*PROBLEM*
Pick out the lines in the listing below that contain the word "blue" and copy them.

--- START ---

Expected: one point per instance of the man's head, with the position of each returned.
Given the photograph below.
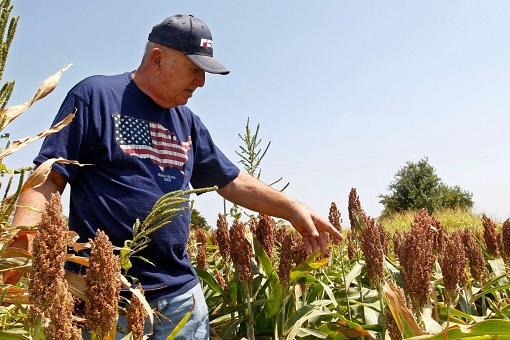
(191, 36)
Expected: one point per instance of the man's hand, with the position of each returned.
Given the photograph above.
(314, 230)
(251, 193)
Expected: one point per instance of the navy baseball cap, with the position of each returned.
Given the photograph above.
(191, 36)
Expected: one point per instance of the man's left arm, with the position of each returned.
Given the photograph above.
(253, 194)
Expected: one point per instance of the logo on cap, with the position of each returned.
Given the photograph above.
(206, 43)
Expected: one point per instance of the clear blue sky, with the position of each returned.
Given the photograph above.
(346, 91)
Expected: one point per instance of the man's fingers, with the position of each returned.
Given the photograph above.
(314, 244)
(323, 243)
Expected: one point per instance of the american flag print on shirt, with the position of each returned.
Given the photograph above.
(150, 140)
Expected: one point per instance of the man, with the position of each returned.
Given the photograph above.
(143, 142)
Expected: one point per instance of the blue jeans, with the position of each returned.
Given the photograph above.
(174, 309)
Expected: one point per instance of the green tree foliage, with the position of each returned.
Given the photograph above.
(417, 186)
(7, 30)
(198, 220)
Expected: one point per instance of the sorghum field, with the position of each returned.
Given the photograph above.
(409, 276)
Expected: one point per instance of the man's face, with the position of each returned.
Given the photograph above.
(177, 79)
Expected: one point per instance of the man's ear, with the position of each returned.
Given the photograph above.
(156, 58)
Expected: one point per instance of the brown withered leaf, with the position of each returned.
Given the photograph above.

--- END ---

*YOUR SOLUTION*
Expected: one point per instance of the clear blue sky, with the position of each returned.
Expected: one point per instance of the blue jeans, with the position of each returned.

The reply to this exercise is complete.